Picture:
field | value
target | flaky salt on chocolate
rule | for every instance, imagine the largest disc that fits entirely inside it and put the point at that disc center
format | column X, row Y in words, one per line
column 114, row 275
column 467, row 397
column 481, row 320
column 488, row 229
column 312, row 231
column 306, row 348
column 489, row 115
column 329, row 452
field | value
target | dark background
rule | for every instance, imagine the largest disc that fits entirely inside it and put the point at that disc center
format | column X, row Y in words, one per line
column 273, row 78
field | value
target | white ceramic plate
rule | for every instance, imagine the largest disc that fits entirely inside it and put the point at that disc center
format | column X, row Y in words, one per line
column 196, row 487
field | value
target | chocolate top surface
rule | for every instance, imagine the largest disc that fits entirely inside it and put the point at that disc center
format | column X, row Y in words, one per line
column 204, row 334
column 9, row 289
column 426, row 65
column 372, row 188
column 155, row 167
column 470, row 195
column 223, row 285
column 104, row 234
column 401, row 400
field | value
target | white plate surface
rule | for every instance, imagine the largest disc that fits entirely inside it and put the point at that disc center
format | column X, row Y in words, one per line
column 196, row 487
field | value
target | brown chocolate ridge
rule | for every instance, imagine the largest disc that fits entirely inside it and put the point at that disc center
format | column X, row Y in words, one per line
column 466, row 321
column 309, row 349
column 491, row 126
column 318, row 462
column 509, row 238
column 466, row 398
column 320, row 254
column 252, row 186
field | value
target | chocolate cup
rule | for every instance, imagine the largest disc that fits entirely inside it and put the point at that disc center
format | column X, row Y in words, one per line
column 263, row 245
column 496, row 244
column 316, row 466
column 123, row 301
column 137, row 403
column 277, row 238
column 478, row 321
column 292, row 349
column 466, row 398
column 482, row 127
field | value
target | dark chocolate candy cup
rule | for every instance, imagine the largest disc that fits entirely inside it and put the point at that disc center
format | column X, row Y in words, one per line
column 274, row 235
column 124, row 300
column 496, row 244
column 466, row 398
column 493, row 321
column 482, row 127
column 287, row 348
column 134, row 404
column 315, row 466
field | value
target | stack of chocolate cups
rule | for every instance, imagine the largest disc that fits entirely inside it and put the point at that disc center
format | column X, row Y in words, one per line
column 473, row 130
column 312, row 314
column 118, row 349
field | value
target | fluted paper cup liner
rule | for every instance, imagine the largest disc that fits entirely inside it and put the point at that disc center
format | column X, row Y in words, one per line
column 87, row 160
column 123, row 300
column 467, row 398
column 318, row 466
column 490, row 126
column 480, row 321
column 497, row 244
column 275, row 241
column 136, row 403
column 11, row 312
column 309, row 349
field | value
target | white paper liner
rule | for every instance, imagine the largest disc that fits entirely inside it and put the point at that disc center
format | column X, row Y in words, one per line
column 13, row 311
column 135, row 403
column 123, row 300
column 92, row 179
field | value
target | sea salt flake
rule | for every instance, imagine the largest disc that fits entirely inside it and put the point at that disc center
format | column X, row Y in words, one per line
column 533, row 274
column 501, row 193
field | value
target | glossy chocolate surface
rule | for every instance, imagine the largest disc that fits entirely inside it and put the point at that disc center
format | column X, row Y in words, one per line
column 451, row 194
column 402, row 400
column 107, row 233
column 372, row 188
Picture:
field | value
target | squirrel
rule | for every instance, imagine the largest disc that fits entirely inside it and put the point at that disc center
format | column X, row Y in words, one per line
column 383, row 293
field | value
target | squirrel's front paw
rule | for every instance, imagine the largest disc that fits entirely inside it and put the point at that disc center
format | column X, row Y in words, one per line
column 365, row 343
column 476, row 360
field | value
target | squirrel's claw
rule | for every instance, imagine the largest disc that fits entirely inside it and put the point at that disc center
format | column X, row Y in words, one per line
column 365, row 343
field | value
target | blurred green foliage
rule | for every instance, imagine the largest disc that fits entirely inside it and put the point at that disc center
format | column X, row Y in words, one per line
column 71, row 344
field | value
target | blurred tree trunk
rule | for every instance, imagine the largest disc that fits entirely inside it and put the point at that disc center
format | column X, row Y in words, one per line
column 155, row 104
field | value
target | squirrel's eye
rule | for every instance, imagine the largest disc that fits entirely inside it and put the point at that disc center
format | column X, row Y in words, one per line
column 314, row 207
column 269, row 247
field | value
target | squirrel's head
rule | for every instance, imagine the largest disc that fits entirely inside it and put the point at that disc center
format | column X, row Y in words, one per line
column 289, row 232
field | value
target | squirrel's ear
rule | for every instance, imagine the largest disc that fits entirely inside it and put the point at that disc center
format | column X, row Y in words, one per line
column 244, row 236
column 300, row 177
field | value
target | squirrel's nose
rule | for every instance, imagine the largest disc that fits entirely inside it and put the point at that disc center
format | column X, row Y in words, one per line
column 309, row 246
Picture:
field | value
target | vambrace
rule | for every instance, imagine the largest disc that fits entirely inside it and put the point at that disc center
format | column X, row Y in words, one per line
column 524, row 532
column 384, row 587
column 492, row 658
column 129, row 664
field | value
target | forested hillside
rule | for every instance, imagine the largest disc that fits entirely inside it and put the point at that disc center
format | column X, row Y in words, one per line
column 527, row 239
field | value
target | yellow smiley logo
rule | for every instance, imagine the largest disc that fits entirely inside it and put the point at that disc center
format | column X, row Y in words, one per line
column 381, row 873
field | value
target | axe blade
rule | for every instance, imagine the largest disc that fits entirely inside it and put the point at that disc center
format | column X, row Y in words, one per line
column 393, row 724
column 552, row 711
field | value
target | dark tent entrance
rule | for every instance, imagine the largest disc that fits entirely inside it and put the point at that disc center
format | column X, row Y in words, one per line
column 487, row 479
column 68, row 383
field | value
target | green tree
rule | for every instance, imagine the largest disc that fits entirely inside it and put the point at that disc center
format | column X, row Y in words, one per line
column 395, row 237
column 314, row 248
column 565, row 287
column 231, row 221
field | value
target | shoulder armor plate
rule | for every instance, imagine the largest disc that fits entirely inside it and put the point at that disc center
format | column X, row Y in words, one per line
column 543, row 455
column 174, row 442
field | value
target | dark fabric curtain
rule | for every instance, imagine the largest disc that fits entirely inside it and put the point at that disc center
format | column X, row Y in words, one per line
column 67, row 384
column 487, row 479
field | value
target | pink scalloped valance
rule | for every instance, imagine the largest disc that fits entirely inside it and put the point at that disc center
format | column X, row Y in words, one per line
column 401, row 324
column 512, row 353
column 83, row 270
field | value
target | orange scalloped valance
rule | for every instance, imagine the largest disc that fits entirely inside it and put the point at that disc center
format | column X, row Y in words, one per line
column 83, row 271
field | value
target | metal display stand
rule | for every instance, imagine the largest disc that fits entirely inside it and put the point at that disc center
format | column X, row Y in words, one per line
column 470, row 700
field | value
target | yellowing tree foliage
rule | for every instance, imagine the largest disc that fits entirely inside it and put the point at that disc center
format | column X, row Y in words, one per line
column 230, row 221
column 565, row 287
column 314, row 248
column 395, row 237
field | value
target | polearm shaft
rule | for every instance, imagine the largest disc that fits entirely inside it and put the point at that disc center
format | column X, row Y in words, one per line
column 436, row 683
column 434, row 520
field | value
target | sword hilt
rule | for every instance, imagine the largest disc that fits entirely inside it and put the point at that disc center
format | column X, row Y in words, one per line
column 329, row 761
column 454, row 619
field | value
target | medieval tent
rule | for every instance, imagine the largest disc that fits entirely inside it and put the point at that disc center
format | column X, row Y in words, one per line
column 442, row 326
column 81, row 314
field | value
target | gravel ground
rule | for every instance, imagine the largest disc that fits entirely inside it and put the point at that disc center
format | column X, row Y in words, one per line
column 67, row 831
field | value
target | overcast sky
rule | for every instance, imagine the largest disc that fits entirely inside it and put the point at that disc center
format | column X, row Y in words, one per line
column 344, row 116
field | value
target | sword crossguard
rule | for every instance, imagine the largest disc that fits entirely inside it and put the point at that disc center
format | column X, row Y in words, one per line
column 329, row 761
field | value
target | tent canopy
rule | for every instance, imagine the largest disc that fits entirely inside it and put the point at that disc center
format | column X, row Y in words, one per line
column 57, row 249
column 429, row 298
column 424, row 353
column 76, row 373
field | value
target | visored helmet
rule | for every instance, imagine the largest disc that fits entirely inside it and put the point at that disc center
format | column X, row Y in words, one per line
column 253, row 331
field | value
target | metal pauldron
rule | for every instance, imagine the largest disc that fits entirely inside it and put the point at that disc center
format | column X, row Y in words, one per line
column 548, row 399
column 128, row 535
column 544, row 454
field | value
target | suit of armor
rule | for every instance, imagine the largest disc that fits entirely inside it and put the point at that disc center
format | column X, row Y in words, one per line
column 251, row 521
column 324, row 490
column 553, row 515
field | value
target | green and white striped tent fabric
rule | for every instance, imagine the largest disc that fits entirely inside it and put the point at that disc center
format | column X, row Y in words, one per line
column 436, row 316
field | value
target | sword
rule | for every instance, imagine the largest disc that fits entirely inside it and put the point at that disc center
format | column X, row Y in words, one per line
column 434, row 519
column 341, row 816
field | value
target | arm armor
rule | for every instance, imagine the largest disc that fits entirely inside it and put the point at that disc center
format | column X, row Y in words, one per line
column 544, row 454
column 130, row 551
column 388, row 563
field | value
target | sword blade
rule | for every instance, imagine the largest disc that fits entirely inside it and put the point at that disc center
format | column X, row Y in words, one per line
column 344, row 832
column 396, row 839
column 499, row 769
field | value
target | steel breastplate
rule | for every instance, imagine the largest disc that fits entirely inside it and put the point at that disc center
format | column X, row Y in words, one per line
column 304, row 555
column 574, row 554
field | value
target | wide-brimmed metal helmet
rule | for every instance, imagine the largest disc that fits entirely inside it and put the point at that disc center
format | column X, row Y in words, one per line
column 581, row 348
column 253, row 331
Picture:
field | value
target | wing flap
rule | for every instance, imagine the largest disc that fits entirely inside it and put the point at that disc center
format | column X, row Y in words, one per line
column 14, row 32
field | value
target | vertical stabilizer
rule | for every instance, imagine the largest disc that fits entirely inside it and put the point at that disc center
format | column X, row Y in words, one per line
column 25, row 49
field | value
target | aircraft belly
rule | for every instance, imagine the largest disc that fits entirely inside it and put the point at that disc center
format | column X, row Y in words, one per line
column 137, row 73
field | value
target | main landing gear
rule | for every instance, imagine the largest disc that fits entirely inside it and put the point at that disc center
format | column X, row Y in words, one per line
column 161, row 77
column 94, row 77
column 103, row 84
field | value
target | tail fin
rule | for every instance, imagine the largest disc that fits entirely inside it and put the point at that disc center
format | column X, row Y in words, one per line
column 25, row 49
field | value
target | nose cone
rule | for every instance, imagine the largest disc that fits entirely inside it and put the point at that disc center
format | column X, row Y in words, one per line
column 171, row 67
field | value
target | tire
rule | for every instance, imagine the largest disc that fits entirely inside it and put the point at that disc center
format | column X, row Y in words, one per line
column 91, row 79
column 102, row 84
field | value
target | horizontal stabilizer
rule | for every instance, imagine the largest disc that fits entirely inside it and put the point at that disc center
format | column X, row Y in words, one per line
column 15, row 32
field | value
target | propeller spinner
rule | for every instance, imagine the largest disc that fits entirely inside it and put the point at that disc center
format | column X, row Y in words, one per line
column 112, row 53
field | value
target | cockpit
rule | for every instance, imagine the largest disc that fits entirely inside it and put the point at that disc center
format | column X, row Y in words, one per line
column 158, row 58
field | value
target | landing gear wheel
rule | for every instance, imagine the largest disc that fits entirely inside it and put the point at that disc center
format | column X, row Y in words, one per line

▶ PROBLEM:
Return every line of the data above that contains the string "armor".

▶ THE OUTPUT:
target | shoulder armor plate
target | suit of armor
target | arm armor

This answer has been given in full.